■ Task brief: Where the string "black" occurs in a line of the data below, that line should be copied.

■ Provided information:
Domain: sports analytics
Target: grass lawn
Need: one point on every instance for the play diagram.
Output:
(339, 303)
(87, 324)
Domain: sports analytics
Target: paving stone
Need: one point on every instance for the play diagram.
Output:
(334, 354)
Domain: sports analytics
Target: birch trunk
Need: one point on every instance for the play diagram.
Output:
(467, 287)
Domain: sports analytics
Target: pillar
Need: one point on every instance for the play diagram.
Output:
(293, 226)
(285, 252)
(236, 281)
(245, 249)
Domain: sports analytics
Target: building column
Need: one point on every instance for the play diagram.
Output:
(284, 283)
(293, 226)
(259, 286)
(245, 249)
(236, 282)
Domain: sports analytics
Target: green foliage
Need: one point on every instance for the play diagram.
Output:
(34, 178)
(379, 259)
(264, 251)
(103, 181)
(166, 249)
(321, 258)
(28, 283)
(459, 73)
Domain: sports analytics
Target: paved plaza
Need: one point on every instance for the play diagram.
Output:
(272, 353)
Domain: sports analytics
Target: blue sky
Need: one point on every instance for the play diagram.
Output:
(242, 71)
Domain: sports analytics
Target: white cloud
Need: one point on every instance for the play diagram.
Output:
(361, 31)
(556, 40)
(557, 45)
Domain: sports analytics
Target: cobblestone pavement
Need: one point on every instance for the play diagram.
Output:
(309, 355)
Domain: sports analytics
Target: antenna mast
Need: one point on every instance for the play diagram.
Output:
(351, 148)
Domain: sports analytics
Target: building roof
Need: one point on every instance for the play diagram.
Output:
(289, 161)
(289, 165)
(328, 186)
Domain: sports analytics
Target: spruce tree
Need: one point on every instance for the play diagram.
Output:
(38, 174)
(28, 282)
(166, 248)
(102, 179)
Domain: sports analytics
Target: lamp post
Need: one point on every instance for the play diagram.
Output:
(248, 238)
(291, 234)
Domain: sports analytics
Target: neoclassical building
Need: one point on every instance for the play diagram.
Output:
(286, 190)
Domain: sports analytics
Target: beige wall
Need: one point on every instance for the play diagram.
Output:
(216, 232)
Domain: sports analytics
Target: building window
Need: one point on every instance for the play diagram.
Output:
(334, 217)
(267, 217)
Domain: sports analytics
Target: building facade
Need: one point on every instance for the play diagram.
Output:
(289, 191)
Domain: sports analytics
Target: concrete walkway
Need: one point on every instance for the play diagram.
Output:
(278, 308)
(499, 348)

* * *

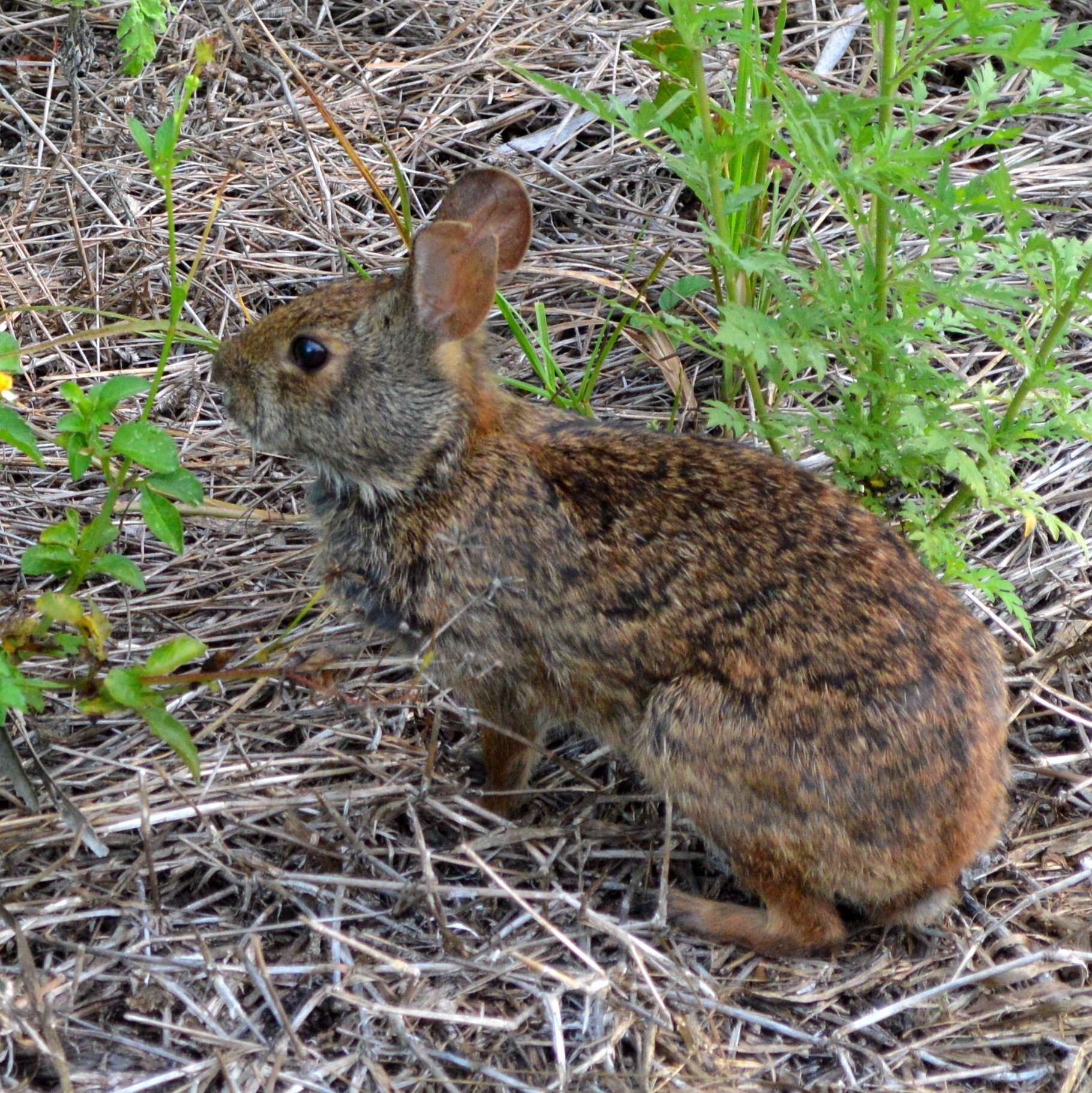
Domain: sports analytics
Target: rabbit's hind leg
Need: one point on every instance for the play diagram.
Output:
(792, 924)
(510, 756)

---

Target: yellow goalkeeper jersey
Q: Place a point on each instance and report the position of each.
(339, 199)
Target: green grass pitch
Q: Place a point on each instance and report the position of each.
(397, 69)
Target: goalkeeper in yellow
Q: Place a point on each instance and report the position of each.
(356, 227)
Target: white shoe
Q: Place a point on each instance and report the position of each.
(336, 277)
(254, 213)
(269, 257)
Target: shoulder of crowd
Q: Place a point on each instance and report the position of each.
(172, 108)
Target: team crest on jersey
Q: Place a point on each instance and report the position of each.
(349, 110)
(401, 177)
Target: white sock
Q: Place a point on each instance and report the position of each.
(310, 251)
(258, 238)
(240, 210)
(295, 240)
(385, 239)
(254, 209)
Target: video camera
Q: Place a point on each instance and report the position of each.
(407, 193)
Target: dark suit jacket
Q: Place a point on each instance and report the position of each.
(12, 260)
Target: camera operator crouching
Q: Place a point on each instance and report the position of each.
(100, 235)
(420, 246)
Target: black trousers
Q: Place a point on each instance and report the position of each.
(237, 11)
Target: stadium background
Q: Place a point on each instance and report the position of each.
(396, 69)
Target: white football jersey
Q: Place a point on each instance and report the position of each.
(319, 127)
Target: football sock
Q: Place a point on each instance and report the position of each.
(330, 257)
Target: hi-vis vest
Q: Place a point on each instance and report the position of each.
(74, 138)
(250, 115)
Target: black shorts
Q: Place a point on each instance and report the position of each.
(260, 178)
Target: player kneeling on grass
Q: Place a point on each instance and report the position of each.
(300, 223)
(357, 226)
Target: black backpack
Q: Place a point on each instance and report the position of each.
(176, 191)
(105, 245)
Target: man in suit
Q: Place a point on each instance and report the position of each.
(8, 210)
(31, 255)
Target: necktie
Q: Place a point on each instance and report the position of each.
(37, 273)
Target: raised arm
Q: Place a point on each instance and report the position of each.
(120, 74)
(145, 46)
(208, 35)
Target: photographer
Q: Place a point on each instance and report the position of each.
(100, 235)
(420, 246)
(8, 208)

■ Response to the task:
Target: black trousers
Target: black shorts
Target: black backpack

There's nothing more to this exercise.